**Problems:**
• 1. Transcribe the section of the Terraform tagging text starting at "Platform Limitations &" and ending at "the next deployment.".
• 2. Please pick up the text on managing Databricks tags with Infrastructure as Code after its final sentence and continue writing it.

**Provided passage:**
******
Implementation at Scale: Infrastructure as Code (IaC)

While it is possible to create and apply tags manually through the Unity Catalog UI, this approach is insufficient for enterprise environments. Manual tagging is prone to human error, lacks a versioned history, and becomes an operational bottleneck as the number of catalogs and schemas grows. To achieve true scalability and consistency, you should treat your "Tagging Strategy" as code.

The most effective method for managing Governed Tags is through an Infrastructure as Code (IaC) framework, specifically Terraform. By using the Databricks Terraform provider, you can define your tag taxonomy in configuration files, allowing for peer reviews via Pull Requests and ensuring that the state of your metadata remains consistent across development, testing, and production environments.

To scale your tagging implementation effectively, align your technical workflow with these core principles:

  • Standardize with Tag Policies: Use the databricks_tag_policy resource to define the structure of your Governed Tags at the account level. This resource allows you to bake your naming conventions and allowed values directly into the platform, preventing users from creating non-compliant tags.
  • Decouple Assignment from Definition: Leverage resources like databricks_entity_tag_assignment for workspace-level objects (catalogs, schemas, tables) or databricks_workspace_entity_tag_assignment for workspace-specific assets. This modular approach allows you to update a tag’s value across hundreds of objects by changing a single line of code.
  • Version Your Taxonomy: Storing your tag definitions in a Git repository provides a full audit trail of who changed a tag value and why. This is essential for compliance-heavy industries where changes to data_classification or retention_policy must be documented.
  • Use the Databricks SDK for Custom Automation: While Terraform is the gold standard for stateful resources, the Databricks SDK (Python/Go/Java) and REST API are powerful alternatives for dynamic, event-driven tagging—such as applying "Non-Governed tags" automatically upon the completion of a DLT (Delta Live Tables) pipeline.

Platform Limitations & Constraints

When automating your tagging via IaC, keep these operational boundaries in mind:

  • State Management: When using Terraform, avoid "mixing and matching" UI-based tagging with code-based tagging. Manual changes in the UI will cause "state drift," which Terraform will attempt to overwrite during the next deployment.
  • Provider Permissions: Ensure the Service Principal used by your IaC pipeline has the CREATE permission at the account level and sufficient privileges (typically APPLY TAG/ASSIGN TAG on the object plus USE SCHEMA and USE CATALOG on its parents) on the target objects to apply the assignments.
******
**Data rows:**
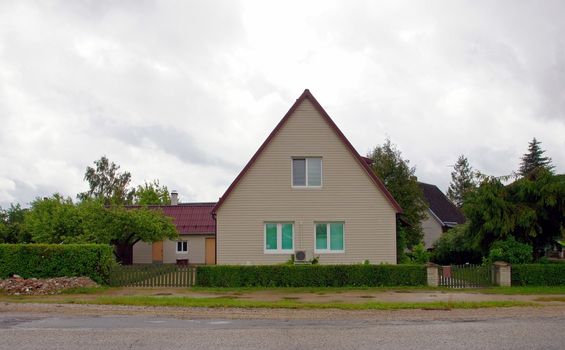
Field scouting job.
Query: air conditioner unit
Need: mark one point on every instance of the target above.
(301, 257)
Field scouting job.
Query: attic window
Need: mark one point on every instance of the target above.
(307, 172)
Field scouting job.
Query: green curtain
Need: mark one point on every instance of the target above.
(321, 237)
(286, 236)
(271, 241)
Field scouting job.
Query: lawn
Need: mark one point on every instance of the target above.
(519, 290)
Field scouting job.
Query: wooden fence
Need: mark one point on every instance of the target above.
(153, 275)
(465, 276)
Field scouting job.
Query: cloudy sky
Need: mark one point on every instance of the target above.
(186, 91)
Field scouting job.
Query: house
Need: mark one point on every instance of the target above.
(196, 244)
(306, 189)
(441, 215)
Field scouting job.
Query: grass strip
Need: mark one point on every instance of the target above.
(552, 298)
(292, 304)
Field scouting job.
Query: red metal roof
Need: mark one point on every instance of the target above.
(361, 160)
(190, 218)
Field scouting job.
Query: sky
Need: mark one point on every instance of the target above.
(186, 91)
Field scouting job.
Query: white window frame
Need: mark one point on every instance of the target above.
(177, 247)
(279, 249)
(306, 172)
(328, 237)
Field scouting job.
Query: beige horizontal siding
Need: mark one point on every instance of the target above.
(142, 253)
(265, 194)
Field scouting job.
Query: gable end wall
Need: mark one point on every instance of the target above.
(265, 194)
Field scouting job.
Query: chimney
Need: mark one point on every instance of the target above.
(174, 197)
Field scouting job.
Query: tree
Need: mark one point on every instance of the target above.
(456, 246)
(400, 180)
(534, 159)
(123, 228)
(462, 181)
(107, 183)
(151, 193)
(11, 225)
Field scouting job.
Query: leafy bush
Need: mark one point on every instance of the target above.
(310, 275)
(538, 275)
(56, 260)
(456, 247)
(510, 251)
(418, 255)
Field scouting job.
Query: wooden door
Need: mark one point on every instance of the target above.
(157, 252)
(210, 257)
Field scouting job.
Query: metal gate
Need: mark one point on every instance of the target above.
(465, 276)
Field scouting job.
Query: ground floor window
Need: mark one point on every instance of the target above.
(329, 237)
(279, 237)
(182, 247)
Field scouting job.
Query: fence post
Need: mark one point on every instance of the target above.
(502, 274)
(432, 271)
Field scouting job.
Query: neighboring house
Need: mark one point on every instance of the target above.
(441, 215)
(196, 243)
(306, 189)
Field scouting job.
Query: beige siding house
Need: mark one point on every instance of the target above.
(306, 189)
(196, 243)
(440, 216)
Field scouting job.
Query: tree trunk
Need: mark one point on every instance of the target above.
(124, 253)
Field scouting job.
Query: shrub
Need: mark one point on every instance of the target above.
(418, 255)
(510, 251)
(56, 260)
(456, 247)
(310, 275)
(538, 275)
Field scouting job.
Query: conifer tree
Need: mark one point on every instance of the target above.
(400, 180)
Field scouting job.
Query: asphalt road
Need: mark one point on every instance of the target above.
(22, 331)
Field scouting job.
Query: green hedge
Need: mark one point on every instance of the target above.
(56, 260)
(311, 275)
(538, 275)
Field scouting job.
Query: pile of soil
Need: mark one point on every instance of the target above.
(17, 285)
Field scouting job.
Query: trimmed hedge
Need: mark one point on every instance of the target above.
(311, 275)
(56, 260)
(538, 275)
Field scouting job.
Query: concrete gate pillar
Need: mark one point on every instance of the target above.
(432, 271)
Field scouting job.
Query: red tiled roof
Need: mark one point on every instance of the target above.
(440, 205)
(190, 218)
(363, 161)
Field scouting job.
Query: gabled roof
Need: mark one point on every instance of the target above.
(189, 218)
(360, 160)
(441, 206)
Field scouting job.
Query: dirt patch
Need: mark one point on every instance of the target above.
(235, 313)
(34, 286)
******
**Exercise answers:**
• 1.
Platform Limitations & Constraints

When automating your tagging via IaC, keep these operational boundaries in mind:

  • State Management: When using Terraform, avoid "mixing and matching" UI-based tagging with code-based tagging. Manual changes in the UI will cause "state drift," which Terraform will attempt to overwrite during the next deployment.

• 2.
The "Boolean Pattern" for Multi-Value Tags

An architectural constraint in Unity Catalog is that a securable object can only be assigned one value for any specific Governed Tag key at a time. For example, if you create a tag called accessible_teams with allowed values like engineering, sales, and marketing, you cannot assign both engineering and sales to a single table. Attempting to circumvent this by using comma-separated strings (e.g., engineering, sales) breaks the enforcement of Governed Tag "allowed values" and makes ABAC policy logic unnecessarily complex.

To support multiple attributes for the same category, you should adopt the Boolean Pattern. Instead of a single multi-value key, structure your tags as distinct boolean flags. This allows you to apply multiple attributes to a single object while keeping your security logic simple, predictable, and strictly enforced.

To effectively bypass single-value limitations while maintaining governance, align your implementation with these patterns:

  • Deconstruct Overlapping Categories: If a dataset falls under multiple regulatory or business domains, model them as separate keys (for example, contains_pii [personally identifiable information], contains_pci [payment card information], contains_phi [protected health information]).
  • Use Boolean Flags (or Key Only Tags): You can use true or false for your tag values to set them as boolean tags. This ensures that your Attribute-Based Access Control (ABAC) policies can utilize simple SQL predicates, such as WHERE tag_value = 'true', which is far more performant than string matching or parsing lists. Another possibility is to use Key Only Tags with the hasTag condition.
  • Simplify Access Logic: By using distinct keys, you can create granular policies. For example, you can grant a user access to PII data without accidentally granting access to PCI data on the same resource—a task that is notoriously difficult with multi-value strings.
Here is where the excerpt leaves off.